EMA has recommended that patients should be tested for the lack of the enzyme dihydropyrimidine dehydrogenase (DPD) before starting cancer treatment with fluorouracil given by injection or infusion (drip) or with the related medicines, capecitabine and tegafur.
As treatment for severe fungal infections with flucytosine (another medicine related to fluorouracil) should not be delayed, testing patients for DPD deficiency before they start treatment is not required
Patient who completely lack DPD must not be given any fluorouracil medicines. For patients with partial deficiency, the doctor may consider starting cancer treatment at lower doses than normal or stopping flucytosine treatment if severe side effects occur.
These recommendations do not apply to fluorouracil medicines used on the skin for conditions such as actinic keratosis and warts, as only very low levels of the medicine are absorbed through the skin.
A significant proportion of the general population has a deficiency of DPD, which is needed to break down fluorouracil and the related medicines capecitabine, tegafur and flucytosine. As a result, following treatment with these medicines, fluorouracil can build up in their blood, leading to severe and life-threatening side effects such as neutropenia (low levels of neutrophils, a type of white blood cells needed to fight infection), neurotoxicity (damage to the nervous system), severe diarrhoea and stomatitis (inflammation of the lining of the mouth).
Patients can be tested for DPD deficiency by measuring the level of uracil (a substance broken down by DPD) in the blood, or by checking for the presence of certain mutations (changes) in the gene for DPD. Relevant clinical guidelines should be taken into consideration.

> [ENTRIES SHOWN]:
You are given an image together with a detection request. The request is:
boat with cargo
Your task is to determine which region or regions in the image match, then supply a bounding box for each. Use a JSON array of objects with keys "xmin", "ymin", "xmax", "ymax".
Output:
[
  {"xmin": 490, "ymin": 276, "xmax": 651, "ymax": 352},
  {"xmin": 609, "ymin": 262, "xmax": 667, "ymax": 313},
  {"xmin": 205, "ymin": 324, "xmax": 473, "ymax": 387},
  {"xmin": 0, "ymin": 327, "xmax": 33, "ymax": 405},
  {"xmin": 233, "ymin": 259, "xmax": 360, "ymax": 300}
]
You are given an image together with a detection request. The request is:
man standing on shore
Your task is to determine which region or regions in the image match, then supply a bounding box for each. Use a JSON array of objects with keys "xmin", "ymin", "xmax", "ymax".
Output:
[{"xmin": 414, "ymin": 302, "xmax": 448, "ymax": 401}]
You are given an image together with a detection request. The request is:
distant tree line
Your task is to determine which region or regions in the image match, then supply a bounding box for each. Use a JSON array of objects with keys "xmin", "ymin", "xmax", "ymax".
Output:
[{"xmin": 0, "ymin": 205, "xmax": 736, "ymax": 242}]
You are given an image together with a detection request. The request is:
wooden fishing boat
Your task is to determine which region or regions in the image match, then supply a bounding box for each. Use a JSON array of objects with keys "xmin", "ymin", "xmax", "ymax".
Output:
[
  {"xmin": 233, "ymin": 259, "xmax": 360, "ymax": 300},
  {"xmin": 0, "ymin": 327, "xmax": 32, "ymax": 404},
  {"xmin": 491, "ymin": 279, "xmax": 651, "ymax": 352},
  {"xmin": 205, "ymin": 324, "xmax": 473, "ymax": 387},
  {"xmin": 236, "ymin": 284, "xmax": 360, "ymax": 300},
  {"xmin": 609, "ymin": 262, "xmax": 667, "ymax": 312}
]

> [REQUIREMENT 1]:
From the text on DPD deficiency, list every severe or life-threatening side effect it names for patients whose blood builds up fluorouracil.
> [REQUIREMENT 2]:
Answer these from the text on DPD deficiency:
(a) What substance's level in the blood can be measured to test for DPD deficiency?
(b) Which two skin conditions are given as examples where fluorouracil is used on the skin?
(c) What kind of infections is flucytosine used to treat?

> [EXERCISE ANSWER 1]:
- Neutropenia
- Neurotoxicity
- Severe diarrhea
- Stomatitis

> [EXERCISE ANSWER 2]:
(a) Uracil
(b) Actinic keratosis and warts
(c) Severe fungal infections